KUTIPAN TEKS:
-=-=-
Jumat, 18 Desember 2015

HUKUM INTERNASIONAL MASALAH TENTANG LAUT CHINA SELATAN

ADEO VICTOR GRESSANDY
2014-050-193
HUKUM INTERNASIONAL
















ASEAN Terbelah Digoyang Sengketa Laut China Selatan

Kegagalan Konferensi Tingkat Tinggi (KTT) ASEAN di Kamboja bulan Juli 2012 yang lalu untuk menentukan komunike bersama terhadap China terkait dengan sengketa wilayah Laut China Selatan memperlihatkan persoalan kian memanas. Penyelesaian ke tataran diplomasi masih belum menunjukkan titik terang. Sengketa tersebut bahkan telah membelah sikap negara-negara ASEAN.
Kegagalan menghasilkan komunike bersama merupakan peristiwa pertama kalinya dalam 45 tahun keberadaan perhimpunan Asia Tenggara itu. Hal itu menunjukkan betapa China sudah demikian besar memainkan pengaruh mereka kepada sejumlah anggota ASEAN yang tidak terlibat sengketa.
-=-=-
BARIS DATA:
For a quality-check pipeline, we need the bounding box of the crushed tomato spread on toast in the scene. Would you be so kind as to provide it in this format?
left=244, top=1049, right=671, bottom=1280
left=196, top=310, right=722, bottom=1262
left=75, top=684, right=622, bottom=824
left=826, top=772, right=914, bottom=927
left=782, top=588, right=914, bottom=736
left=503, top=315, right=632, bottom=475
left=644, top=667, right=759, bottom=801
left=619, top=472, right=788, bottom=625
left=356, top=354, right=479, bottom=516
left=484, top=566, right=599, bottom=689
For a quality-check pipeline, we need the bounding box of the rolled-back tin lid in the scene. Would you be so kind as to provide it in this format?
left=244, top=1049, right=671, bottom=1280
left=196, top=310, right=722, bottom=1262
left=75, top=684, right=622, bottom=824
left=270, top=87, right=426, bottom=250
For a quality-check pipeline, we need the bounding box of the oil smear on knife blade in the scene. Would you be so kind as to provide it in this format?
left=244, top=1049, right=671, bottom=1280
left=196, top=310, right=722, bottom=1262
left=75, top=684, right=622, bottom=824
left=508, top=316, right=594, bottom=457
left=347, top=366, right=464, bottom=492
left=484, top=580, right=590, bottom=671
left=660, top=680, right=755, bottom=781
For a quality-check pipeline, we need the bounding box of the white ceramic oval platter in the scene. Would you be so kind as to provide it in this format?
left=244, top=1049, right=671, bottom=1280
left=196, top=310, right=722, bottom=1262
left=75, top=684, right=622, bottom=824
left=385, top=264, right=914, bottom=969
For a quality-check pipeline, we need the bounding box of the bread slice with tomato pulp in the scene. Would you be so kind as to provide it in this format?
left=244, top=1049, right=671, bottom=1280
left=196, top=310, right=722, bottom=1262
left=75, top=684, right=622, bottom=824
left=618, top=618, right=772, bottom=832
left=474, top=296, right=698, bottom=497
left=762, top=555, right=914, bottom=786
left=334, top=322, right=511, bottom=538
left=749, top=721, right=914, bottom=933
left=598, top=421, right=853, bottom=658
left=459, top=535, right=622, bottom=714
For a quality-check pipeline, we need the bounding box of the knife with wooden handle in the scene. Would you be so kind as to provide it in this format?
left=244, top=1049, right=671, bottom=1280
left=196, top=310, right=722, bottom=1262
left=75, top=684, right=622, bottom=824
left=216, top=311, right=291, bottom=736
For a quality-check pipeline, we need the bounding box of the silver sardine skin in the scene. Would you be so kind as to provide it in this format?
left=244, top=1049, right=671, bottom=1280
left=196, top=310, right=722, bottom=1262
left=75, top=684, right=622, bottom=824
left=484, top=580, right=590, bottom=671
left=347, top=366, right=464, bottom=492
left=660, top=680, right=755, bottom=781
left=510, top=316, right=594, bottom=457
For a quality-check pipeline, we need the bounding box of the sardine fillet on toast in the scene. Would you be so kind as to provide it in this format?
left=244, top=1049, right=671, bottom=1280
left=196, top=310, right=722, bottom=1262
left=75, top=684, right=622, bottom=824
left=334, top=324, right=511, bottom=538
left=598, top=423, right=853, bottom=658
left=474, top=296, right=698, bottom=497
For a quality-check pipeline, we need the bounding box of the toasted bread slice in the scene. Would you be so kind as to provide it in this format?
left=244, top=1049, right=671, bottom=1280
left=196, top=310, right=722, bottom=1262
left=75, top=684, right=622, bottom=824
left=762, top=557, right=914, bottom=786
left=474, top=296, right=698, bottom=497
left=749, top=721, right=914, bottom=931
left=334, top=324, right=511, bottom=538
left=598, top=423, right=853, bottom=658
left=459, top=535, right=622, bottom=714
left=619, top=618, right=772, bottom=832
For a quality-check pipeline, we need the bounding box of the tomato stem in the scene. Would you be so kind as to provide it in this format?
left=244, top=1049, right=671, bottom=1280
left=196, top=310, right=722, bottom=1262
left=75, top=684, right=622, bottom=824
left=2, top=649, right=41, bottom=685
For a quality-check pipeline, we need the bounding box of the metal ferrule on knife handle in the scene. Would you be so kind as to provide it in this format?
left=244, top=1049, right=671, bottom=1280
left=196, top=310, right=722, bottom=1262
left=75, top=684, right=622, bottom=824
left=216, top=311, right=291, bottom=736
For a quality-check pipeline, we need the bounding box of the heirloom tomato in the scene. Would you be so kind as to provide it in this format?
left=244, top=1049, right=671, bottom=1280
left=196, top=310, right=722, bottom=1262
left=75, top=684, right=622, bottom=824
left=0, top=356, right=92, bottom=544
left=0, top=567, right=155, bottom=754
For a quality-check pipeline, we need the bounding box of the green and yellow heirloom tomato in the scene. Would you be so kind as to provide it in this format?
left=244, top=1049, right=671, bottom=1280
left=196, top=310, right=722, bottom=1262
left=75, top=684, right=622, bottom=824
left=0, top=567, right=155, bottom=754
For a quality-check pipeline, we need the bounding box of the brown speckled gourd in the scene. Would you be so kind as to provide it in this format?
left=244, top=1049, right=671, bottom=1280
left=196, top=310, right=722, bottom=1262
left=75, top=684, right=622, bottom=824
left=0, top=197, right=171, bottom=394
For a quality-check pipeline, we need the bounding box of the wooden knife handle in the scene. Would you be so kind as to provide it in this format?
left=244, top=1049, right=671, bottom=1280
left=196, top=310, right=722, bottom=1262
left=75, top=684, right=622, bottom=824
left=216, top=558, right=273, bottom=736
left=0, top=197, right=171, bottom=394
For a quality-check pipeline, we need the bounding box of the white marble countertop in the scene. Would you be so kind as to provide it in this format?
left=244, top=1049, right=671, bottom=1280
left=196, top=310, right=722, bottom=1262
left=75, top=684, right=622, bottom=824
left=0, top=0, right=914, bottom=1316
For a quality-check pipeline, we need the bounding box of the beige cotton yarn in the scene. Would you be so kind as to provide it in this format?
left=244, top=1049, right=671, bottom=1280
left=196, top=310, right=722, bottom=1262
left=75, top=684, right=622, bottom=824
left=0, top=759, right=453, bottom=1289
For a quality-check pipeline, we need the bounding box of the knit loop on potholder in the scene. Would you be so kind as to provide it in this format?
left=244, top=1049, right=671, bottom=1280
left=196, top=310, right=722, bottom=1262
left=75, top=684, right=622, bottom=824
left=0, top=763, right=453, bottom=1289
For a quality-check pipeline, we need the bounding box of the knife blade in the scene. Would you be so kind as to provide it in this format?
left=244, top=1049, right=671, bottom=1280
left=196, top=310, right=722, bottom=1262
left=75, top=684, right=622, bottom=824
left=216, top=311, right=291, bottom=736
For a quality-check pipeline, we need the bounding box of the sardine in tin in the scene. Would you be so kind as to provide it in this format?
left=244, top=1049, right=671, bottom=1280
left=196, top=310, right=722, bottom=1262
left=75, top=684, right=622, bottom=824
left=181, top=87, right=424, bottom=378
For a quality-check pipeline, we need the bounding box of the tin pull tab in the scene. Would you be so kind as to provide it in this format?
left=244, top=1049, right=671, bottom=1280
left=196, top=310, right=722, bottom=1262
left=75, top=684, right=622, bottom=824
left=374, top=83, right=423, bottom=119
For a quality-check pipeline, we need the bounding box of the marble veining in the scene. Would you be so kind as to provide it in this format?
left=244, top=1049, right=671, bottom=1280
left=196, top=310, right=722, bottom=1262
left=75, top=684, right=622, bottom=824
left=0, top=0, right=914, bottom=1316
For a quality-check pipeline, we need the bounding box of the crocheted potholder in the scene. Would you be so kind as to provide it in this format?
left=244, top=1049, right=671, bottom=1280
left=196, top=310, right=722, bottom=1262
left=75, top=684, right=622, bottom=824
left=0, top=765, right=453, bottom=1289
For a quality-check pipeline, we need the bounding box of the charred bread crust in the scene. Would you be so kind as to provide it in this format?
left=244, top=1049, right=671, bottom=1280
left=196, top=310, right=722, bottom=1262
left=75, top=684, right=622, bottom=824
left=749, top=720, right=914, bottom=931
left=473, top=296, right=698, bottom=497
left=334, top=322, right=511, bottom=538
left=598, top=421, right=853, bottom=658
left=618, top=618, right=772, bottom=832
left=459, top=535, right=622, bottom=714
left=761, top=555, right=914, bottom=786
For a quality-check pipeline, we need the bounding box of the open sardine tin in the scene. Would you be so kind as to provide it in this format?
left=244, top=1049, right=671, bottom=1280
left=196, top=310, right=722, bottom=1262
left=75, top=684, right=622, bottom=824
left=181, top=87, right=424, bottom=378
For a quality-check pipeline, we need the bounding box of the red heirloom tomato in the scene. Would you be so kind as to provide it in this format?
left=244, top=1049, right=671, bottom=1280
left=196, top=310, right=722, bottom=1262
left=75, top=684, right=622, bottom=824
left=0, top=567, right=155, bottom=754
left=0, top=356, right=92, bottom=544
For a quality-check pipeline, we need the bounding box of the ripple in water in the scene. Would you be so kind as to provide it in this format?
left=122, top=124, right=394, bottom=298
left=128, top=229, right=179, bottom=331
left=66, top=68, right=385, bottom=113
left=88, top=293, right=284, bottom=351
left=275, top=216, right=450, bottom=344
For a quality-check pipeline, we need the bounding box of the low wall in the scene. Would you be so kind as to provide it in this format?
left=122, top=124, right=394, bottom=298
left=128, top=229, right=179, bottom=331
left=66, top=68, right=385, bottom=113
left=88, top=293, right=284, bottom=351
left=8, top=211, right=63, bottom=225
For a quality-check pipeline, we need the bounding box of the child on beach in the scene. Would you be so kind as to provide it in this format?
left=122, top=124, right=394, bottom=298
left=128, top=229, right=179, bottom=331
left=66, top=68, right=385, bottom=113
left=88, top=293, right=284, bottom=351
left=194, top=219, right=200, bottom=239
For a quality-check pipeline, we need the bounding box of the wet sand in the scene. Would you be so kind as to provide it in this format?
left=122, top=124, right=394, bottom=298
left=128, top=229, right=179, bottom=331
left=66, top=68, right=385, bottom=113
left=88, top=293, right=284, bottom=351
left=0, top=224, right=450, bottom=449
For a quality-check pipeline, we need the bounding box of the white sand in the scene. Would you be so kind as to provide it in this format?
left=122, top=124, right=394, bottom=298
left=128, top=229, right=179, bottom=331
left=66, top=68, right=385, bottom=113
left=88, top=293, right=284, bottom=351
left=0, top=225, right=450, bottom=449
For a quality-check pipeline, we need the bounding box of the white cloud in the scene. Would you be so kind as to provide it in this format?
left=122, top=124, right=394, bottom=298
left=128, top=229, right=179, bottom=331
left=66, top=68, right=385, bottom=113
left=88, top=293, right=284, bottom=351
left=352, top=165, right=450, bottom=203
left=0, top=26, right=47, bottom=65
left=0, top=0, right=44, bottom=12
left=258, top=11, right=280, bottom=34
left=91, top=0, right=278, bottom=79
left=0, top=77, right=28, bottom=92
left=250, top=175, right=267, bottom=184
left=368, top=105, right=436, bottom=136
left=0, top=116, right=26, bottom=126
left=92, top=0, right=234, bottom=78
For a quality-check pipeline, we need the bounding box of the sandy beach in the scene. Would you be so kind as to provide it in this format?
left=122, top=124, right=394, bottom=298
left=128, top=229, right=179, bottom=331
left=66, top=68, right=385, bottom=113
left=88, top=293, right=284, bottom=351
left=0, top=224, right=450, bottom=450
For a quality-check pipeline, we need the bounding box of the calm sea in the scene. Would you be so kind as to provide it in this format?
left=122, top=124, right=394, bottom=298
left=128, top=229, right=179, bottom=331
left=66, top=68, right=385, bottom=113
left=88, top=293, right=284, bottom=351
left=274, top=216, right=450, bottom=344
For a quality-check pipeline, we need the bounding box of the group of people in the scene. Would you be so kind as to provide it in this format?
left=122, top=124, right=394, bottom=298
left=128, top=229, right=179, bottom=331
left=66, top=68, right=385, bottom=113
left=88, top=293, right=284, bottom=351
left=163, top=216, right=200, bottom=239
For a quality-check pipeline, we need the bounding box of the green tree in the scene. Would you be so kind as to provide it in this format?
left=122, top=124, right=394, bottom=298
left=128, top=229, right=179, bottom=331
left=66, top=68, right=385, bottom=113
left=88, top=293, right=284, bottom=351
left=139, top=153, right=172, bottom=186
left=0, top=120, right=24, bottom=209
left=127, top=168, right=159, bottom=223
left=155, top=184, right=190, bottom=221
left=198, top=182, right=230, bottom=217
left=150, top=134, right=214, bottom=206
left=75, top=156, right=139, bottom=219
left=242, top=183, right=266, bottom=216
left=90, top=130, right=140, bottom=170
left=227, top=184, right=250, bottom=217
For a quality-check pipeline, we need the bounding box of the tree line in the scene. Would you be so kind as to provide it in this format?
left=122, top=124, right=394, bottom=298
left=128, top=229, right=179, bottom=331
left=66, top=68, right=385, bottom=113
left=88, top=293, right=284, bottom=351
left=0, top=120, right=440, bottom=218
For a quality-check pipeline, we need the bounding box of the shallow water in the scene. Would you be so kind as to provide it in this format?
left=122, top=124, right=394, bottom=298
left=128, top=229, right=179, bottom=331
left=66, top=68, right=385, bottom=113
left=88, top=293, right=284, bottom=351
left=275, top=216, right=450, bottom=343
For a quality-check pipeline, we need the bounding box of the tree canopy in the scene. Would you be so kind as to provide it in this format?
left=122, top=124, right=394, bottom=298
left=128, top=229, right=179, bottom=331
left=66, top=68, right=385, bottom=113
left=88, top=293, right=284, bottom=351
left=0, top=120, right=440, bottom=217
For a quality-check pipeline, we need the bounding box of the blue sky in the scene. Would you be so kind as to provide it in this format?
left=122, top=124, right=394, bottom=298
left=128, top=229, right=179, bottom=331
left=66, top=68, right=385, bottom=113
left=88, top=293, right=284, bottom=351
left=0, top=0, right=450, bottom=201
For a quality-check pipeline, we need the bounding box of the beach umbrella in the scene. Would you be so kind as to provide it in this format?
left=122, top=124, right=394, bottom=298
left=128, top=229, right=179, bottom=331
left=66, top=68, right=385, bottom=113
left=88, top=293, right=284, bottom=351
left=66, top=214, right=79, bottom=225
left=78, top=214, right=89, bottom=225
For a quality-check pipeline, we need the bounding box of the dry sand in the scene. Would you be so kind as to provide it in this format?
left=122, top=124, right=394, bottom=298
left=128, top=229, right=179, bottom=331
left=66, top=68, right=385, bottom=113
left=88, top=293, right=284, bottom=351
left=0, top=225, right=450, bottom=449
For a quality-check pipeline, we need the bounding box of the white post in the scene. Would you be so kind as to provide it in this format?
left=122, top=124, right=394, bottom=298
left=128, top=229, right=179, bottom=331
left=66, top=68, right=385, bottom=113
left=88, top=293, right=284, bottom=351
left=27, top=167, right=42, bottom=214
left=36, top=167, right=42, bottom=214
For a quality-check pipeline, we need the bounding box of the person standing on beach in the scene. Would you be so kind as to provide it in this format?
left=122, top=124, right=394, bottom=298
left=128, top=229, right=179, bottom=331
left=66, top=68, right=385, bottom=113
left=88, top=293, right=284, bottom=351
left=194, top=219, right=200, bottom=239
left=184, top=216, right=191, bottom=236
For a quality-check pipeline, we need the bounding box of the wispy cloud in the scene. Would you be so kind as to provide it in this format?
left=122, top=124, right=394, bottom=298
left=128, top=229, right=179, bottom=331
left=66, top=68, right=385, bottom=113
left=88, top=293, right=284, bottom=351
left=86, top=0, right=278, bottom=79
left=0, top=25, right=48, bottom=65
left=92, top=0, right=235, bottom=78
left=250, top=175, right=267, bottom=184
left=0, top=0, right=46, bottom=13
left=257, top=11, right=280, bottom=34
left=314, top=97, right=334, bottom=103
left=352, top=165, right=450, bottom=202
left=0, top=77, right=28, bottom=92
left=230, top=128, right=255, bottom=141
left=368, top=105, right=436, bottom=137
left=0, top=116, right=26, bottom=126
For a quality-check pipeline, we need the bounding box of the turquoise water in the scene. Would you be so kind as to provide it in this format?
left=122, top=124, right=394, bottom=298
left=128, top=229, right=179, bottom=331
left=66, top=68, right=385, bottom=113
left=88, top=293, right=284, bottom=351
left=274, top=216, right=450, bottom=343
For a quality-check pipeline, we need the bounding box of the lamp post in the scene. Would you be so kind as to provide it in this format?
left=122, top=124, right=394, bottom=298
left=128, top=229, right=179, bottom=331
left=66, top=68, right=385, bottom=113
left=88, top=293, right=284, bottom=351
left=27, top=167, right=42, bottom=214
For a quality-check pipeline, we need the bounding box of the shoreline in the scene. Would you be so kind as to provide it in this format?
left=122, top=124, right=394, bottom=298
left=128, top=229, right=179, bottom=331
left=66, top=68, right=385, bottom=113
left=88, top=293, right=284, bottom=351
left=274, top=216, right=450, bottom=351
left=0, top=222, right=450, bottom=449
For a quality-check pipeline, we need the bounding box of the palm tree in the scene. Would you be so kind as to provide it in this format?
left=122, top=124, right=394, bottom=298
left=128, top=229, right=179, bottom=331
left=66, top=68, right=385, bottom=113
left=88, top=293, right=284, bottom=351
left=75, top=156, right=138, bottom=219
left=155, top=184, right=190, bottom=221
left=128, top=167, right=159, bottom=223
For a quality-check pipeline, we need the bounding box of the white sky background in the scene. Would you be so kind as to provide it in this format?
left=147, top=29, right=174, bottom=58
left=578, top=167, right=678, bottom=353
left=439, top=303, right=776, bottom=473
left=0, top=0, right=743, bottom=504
-=-=-
KETENTUAN TUGAS: Lanjutkan tulisan tentang sengketa Laut China Selatan di atas, dimulai tepat setelah kalimat terakhirnya.

HASIL LATIHAN:
Sebaliknya, negara yang bersengketa dengan China–Filipina, Vietnam, Malaysia, dan Brunei–merasa ditinggalkan sesama anggota ASEAN. Padahal, keempat negara itu berharap ada sikap tegas dan kecaman ASEAN terhadap sikap agresif China di wilayah sengketa.
Kamboja yang menjadi tuan rumah bersikap jauh dari harapan. Phnom Penh justru menolak tindakan-tindakan yang dinilai dapat memicu kemarahan China. Tidak mengherankan bila Filipina langsung menuding Kamboja yang kukuh menentang setiap pernyataan keras itu sebagai biang kegagalan tersebut.
Sebaliknya, Menteri Luar Negeri Kamboja Hor Namhong menyangkal tudingan itu. Dia menyatakan kegagalan tersebut adalah kegagalan bersama ASEAN.
Sekretaris Jenderal ASEAN Surin Pitsuwan tidak bisa menyembunyikan kekecewaan yang mendalam terhadap kegagalan itu. “Kami membutuhkan waktu untuk pulih,” ungkapnya seperti dikutip Wsj.com. “ASEAN harus belajar untuk mengonsolidasi dan mengoordinasikan sikap jika ingin terlibat dalam komunitas global.”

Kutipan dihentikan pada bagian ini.